Nīkau grow up to 15 m tall, with a stout, green trunk which bears grey-green leaf scars. The trunk is topped by a smooth, bulging crownshaft up to 1 m long. The fronds are up to 3 m long, and the closely set, sometimes overlapping leaflets are up to 1 m long. The inflorescence is multibranched and from 20-40 cm long. The tightly packed flowers are unisexual and coloured lilac to pink. Male flowers are borne in pairs, and have six stamens. The female flowers are solitary. The fruit is elliptic or oblong, and generally measures about 10 by 7 mm, and is red when ripe. Nīkau produce flowers between November and April, and fruit ripens from February to November, taking almost a year to fully ripen.

===Variation===

The nīkau palm shows considerable variation in the wild. Plants from the South Island and the offshore islands of the North Island have larger, more-gracefully-arching fronds and are popular in cultivation. The Chatham Islands form is particularly different, having a distinct juvenile form and larger fruits, and a thicker covering of fine hairs on the fronds. More research is needed into its precise relationship with the mainland form. The nīkau palm of the New Zealand mainland is very similar to Rhopalostylis baueri of the Kermadecs and Norfolk Island, which can be distinguished by its more rounded or oval fruits, and by its leaflets which are broader than those found in most populations of R. sapida.

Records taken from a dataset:
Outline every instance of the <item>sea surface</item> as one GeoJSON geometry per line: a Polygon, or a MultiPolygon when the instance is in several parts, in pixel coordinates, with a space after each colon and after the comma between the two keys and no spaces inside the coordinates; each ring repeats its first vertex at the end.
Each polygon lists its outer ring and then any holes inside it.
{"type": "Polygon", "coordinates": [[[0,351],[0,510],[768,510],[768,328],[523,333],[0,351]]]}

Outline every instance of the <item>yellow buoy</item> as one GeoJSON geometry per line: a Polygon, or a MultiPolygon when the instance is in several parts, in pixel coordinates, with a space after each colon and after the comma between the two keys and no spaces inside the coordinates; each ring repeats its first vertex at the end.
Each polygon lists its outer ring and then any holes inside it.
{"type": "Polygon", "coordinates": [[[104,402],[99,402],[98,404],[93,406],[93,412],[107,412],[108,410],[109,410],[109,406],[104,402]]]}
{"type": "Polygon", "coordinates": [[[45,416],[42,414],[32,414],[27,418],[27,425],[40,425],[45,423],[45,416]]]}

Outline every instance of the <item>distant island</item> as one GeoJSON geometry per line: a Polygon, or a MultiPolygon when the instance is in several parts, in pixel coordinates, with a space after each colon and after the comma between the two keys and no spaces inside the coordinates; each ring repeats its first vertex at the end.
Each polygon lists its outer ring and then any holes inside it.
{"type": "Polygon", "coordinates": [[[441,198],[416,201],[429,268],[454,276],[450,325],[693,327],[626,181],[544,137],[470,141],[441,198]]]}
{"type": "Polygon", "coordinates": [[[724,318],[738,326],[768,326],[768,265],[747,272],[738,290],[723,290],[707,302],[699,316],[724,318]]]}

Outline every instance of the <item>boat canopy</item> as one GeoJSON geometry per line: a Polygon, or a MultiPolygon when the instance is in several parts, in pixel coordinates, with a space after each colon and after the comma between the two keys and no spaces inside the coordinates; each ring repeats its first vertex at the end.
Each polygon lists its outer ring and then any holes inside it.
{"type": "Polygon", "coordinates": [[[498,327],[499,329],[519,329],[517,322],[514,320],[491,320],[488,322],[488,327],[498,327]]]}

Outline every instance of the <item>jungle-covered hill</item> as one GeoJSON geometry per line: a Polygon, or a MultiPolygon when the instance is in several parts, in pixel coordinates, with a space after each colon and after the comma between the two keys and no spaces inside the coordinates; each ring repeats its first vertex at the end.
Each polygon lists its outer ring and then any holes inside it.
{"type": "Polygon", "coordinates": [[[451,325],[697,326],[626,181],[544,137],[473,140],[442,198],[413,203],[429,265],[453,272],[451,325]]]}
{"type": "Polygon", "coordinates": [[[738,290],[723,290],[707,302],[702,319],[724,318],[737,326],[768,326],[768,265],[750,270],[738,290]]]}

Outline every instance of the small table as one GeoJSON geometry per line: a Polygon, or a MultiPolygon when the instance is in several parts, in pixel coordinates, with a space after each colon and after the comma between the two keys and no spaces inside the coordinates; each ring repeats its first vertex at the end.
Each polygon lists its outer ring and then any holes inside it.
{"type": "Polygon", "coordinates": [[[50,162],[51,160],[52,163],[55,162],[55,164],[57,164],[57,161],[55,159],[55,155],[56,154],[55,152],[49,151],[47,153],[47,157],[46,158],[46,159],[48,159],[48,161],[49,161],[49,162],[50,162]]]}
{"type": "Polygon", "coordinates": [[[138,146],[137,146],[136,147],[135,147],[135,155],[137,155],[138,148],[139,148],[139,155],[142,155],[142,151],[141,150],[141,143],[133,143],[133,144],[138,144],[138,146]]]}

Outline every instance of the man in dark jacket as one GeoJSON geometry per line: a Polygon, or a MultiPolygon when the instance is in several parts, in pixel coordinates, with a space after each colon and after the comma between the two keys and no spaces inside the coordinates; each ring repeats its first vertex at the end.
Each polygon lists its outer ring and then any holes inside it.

* [Explore the material]
(a) In the nīkau palm text, rewrite the paragraph beginning "The nīkau palm shows considerable variation in the wild" as a bulleted list that keeps its main facts.
(b) Carry on the nīkau palm text from its final sentence, writing the next part.

* [Task responses]
(a)
- Wild nīkau palms vary considerably.
- South Island plants and those from the North Island's offshore islands have larger, more gracefully arching fronds and are popular in cultivation.
- The Chatham Islands form is especially distinct, with a separate juvenile form, larger fruits and a thicker covering of fine hairs on the fronds. Its exact relationship to the mainland form needs more research.
- The mainland nīkau closely resembles Rhopalostylis baueri of the Kermadecs and Norfolk Island. That species can be told apart by its more rounded or oval fruits and by leaflets broader than those of most R. sapida populations.

(b)
==Taxonomy==

The species was described using the name Areca sapida in 1786 by Georg Forster based on material and descriptions collected by Daniel Solander. In 1878, the taxon was moved to the species' current scientific name, Rhopalostylis sapida, by Hermann Wendland and Carl Georg Oscar Drude.

==Etymology==
Nīkau is a word borrowed and adapted from the Māori language; cognates of this word in the closely related Eastern Polynesian languages of the tropical Pacific refer to the fronds or the midrib of the coconut palm (niu). A common folk etymology for nīkau is that the word means "no coconuts", but there is no evidence. The species epithet sapida means "savoury", and is a reference to the edible nature of the plant.

The English language name "cabbage palm" was first used in the journals of James Cook and Joseph Banks, used to refer to the edible palm heart of Rhopalostylis sapida.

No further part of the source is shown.